**AIM OF THE TASK:**
Repeat the listing in full, word for word.

BEGIN RECORDS SUPPLIED

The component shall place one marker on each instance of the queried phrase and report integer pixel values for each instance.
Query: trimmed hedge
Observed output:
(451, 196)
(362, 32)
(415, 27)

END RECORDS SUPPLIED

**REPLY TO THE EXERCISE:**
The component shall place one marker on each instance of the queried phrase and report integer pixel values for each instance.
Query: trimmed hedge
Observed output:
(451, 196)
(362, 32)
(415, 27)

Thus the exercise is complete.